Data entries -
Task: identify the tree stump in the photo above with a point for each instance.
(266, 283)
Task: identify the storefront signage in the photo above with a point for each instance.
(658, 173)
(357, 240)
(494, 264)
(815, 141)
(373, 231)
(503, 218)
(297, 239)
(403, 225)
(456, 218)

AIM OF THE TASK -
Replace "identify" with "mark" everywhere it appears in the records above. Leave every other part of the lines unchanged.

RESPONSE TO THIS EXERCISE -
Task: mark the tree stump in the photo above with a point for each instance.
(266, 283)
Task: mark the storefront signage in the photo above with a point for each instance.
(658, 173)
(357, 240)
(494, 264)
(815, 141)
(373, 231)
(503, 218)
(297, 239)
(403, 225)
(456, 218)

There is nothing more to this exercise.